*Assigned task*
Please reproduce the entries below exactly from the line holding "Target: doorway reflected in mirror" through the last line, both included, and omit any pictures.

*Input*
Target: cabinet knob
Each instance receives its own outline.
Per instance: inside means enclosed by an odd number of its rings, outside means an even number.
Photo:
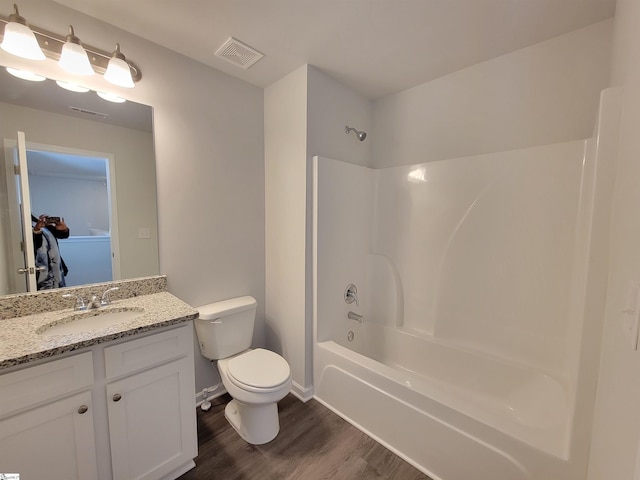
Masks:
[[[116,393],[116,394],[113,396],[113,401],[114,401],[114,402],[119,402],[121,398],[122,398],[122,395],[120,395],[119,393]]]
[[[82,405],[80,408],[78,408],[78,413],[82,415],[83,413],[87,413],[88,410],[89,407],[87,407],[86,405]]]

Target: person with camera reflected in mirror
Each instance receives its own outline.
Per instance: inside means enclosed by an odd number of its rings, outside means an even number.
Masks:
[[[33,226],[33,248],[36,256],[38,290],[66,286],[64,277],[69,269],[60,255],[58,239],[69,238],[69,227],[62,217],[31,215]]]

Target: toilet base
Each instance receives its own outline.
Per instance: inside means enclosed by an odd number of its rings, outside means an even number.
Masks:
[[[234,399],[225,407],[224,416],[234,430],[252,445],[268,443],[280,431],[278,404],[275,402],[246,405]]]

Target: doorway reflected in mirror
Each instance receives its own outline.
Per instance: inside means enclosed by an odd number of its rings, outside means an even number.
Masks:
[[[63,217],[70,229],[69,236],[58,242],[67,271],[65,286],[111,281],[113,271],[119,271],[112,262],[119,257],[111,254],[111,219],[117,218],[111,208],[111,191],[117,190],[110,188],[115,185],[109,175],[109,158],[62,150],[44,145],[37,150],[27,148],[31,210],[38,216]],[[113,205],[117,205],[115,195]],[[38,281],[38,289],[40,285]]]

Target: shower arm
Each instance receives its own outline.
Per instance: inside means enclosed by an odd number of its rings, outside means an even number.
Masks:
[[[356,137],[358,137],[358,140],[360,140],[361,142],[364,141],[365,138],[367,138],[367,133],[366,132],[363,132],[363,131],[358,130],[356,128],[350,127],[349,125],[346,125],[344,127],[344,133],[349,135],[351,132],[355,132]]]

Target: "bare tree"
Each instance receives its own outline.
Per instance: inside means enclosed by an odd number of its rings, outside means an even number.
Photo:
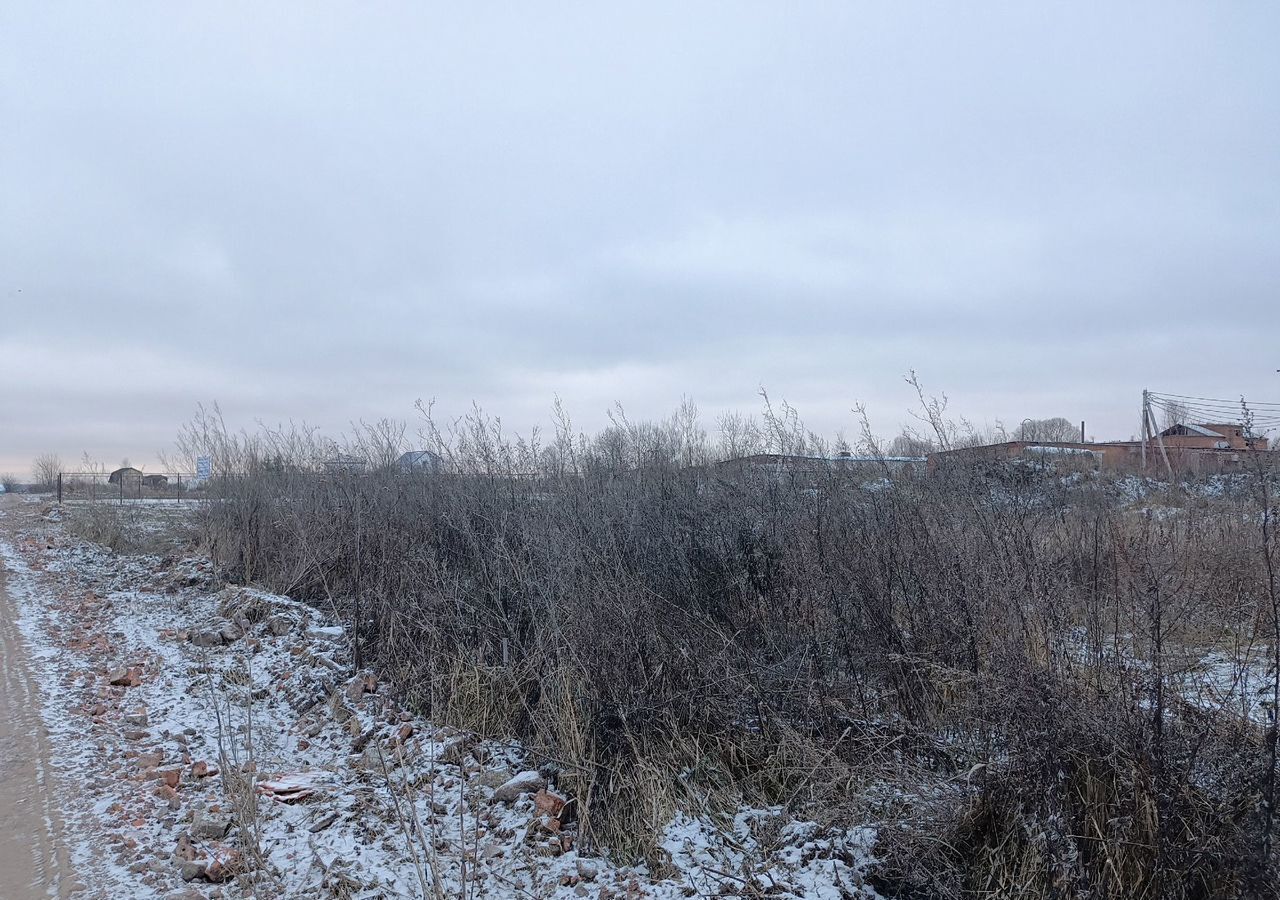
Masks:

*Response below*
Target: doorway reflected in mirror
Each instance receives its own outline.
Per instance: inside means enclosed by an odd number of its rings, outside means an even number.
Masks:
[[[63,217],[70,229],[69,236],[58,242],[67,271],[65,286],[111,281],[113,271],[119,271],[112,262],[119,257],[111,254],[111,219],[117,218],[111,208],[111,191],[117,190],[110,188],[115,185],[109,175],[109,158],[62,150],[44,145],[37,150],[27,148],[31,210],[38,216]],[[113,205],[117,205],[115,195]],[[38,281],[38,289],[40,285]]]

Target: shower arm
Each instance receives its own outline.
Per instance: inside means enclosed by an odd number of its rings, outside means an even number.
Masks:
[[[356,137],[358,137],[358,140],[360,140],[361,142],[364,141],[365,138],[367,138],[367,133],[366,132],[363,132],[363,131],[358,130],[356,128],[350,127],[349,125],[346,125],[344,127],[344,133],[349,135],[351,132],[355,132]]]

Target: "bare tree"
Each instance receives its own outline.
Per instance: inside means enclosed by an odd number of its rings, outside means an even number.
Photo:
Masks:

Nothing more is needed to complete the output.